Given instruction:
Please quote every line word for word.

Input material:
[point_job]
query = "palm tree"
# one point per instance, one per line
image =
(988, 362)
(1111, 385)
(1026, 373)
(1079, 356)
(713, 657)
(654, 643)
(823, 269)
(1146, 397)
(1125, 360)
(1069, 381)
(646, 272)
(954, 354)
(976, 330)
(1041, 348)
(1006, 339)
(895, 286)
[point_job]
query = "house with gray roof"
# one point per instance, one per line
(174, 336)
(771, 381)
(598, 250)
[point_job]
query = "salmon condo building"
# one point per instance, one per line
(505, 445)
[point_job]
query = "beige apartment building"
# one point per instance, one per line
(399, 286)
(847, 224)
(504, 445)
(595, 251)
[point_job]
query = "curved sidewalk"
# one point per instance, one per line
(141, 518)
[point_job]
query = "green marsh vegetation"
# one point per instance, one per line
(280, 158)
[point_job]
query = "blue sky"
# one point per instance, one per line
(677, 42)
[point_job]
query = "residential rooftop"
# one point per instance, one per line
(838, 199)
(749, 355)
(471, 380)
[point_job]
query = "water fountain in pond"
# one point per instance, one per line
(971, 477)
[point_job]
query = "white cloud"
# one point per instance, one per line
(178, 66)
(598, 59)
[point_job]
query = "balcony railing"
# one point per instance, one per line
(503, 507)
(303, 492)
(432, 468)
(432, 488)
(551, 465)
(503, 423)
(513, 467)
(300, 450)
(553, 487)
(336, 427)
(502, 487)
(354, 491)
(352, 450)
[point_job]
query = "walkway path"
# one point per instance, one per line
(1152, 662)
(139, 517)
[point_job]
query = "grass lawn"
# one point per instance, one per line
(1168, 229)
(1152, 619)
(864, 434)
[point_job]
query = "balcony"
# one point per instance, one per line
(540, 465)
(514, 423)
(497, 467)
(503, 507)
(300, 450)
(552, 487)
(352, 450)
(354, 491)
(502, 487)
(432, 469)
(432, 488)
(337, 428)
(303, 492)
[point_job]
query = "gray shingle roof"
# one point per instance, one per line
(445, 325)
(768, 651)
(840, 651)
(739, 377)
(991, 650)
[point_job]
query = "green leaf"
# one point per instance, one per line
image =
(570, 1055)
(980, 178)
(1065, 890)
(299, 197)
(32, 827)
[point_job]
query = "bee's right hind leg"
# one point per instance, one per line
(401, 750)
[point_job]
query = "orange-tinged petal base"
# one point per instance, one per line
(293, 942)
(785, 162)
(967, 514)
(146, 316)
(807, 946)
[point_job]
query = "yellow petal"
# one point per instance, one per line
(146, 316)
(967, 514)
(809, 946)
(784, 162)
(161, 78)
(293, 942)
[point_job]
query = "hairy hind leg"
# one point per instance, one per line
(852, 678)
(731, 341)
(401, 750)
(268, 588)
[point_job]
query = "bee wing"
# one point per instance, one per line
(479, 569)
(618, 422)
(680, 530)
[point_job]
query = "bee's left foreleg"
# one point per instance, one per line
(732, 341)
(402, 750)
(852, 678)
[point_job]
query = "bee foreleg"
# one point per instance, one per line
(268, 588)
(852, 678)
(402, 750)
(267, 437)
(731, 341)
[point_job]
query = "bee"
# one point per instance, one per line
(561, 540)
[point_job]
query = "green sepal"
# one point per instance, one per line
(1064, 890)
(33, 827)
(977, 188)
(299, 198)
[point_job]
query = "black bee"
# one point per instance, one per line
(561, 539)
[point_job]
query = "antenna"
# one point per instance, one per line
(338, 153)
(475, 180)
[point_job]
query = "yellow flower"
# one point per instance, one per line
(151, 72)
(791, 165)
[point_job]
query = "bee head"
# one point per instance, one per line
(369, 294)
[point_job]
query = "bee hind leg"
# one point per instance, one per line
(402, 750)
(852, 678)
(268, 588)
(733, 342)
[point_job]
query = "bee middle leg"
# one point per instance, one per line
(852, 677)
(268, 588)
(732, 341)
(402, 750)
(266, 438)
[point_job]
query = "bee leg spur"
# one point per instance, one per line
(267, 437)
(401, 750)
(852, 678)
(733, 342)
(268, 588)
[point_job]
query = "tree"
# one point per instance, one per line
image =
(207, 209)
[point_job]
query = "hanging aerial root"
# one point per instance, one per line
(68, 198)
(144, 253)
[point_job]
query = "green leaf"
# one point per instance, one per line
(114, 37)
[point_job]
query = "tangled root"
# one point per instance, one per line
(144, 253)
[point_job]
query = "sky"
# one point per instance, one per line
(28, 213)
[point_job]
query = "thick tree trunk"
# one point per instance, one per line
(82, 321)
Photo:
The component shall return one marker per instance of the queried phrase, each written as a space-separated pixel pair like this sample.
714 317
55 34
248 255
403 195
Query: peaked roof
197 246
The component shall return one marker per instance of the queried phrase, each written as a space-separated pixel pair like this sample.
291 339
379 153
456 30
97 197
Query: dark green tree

Task answer:
[point_job]
query = "palm tree"
# one point per instance, one per line
image =
(988, 362)
(1111, 385)
(1026, 373)
(1079, 356)
(713, 657)
(654, 643)
(823, 269)
(1146, 397)
(1125, 360)
(1069, 381)
(646, 272)
(954, 354)
(976, 330)
(1041, 348)
(1006, 339)
(895, 286)
[point_job]
query = "house with gray roof"
# one point per instance, one per line
(174, 336)
(771, 381)
(598, 250)
[point_job]
query = "salmon condo building"
# one point per instance, one per line
(505, 445)
[point_job]
query = "beige apartment building"
# one point per instance, one per line
(399, 286)
(847, 224)
(504, 445)
(595, 251)
[point_job]
query = "curved sidewalk"
# one point per instance, one per line
(141, 518)
[point_job]
query = "green marsh vegetation"
# one point per instance, one per line
(280, 158)
[point_job]
query = "blue sky"
# one point per instance, one per line
(677, 42)
[point_job]
query = "residential rooftop"
# one point per instance, one per line
(838, 199)
(749, 355)
(471, 380)
[point_job]
query = "water fountain in pond"
# one point per instance, one per line
(971, 477)
[point_job]
query = "white cloud"
# one point per instance, one per line
(178, 66)
(598, 59)
[point_job]
query = "balcony railing"
# one point per instance, one per line
(503, 507)
(303, 492)
(432, 468)
(432, 488)
(551, 465)
(503, 423)
(513, 467)
(300, 450)
(553, 487)
(336, 427)
(502, 487)
(354, 491)
(352, 450)
[point_job]
query = "walkway path"
# one point per instance, one per line
(1152, 662)
(139, 517)
[point_job]
query = "grass lawn"
# one point per instance, one per line
(1168, 229)
(1152, 619)
(864, 434)
[point_job]
query = "balcony"
# one point per instance, one per line
(540, 465)
(514, 423)
(497, 467)
(503, 507)
(300, 450)
(552, 487)
(352, 450)
(354, 491)
(502, 487)
(432, 469)
(432, 488)
(337, 428)
(303, 492)
[point_job]
query = "gray shingle roof"
# one point per instance, one per line
(445, 325)
(768, 651)
(840, 651)
(739, 377)
(991, 650)
[point_job]
query = "green leaf"
# one point per instance, one per line
image =
(570, 1055)
(980, 178)
(1065, 890)
(299, 197)
(32, 827)
[point_job]
query = "bee's right hind leg"
# one point per instance, one per line
(401, 750)
[point_job]
query = "orange-tinged petal base"
# one point per instance, one per line
(293, 942)
(785, 162)
(967, 514)
(146, 316)
(807, 946)
[point_job]
query = "yellow petal"
# one point per instance, one per line
(146, 316)
(967, 514)
(809, 946)
(784, 162)
(161, 78)
(293, 942)
[point_job]
query = "hairy hind leg"
# one point per instance, one per line
(852, 678)
(731, 341)
(401, 750)
(268, 588)
[point_job]
query = "bee wing"
# one point per instance, one per line
(479, 569)
(618, 422)
(680, 530)
[point_job]
query = "bee's left foreleg"
# one point per instance, one per line
(732, 341)
(402, 750)
(852, 678)
[point_job]
query = "bee foreleg"
# one point per instance, one per line
(268, 588)
(852, 678)
(402, 750)
(267, 437)
(731, 341)
[point_job]
query = "bee"
# one point per instance, one per line
(561, 540)
[point_job]
query = "green sepal"
# one point per instance, one per line
(1064, 890)
(33, 827)
(977, 188)
(299, 198)
[point_job]
query = "black bee"
# one point per instance, one per line
(561, 539)
[point_job]
query = "antenna"
# one point per instance, one per line
(338, 153)
(475, 180)
[point_job]
query = "yellow flower"
# one point per instance, one per line
(151, 72)
(791, 165)
[point_job]
query = "bee head"
# one point per instance, one per line
(369, 294)
[point_job]
query = "bee hind leg"
# one point per instance, one per line
(402, 750)
(852, 678)
(268, 588)
(733, 342)
[point_job]
query = "bee middle leg"
# one point per instance, one per line
(852, 677)
(268, 588)
(732, 341)
(402, 750)
(266, 438)
[point_job]
query = "bee leg spur"
# one point per instance, one per line
(267, 437)
(401, 750)
(852, 678)
(733, 342)
(268, 588)
[point_job]
query = "tree"
# one point per instance, one per line
image =
(207, 209)
[point_job]
query = "hanging aerial root"
# one point per instance, one per line
(68, 198)
(144, 253)
[point_job]
query = "green leaf"
# one point per instance, one per line
(114, 37)
[point_job]
query = "tangled root"
# one point per instance, one per line
(144, 253)
[point_job]
query = "sky"
# one point per instance, one per line
(28, 213)
[point_job]
query = "thick tree trunk"
# one point per instance, one per line
(82, 321)
Photo:
The component shall return one marker per instance of the queried phrase, each written as a space-separated pixel pair like this sample.
714 317
55 34
248 255
403 195
Query: peaked roof
197 246
The component shall return one marker per instance of the queried phrase, each written as a space-separated pixel pair like this sample.
291 339
379 153
456 30
97 197
Query: dark green tree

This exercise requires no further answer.